* **What is needed**
Format the data below as a numbered list, leaving out any blank lines.

* **Records shown**

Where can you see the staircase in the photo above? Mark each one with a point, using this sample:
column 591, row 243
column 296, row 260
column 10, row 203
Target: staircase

* **Correct result**
1. Where can you see the staircase in the photo above? Mark each one with a point, using this sample:
2. column 591, row 243
3. column 296, row 260
4. column 10, row 203
5. Target: staircase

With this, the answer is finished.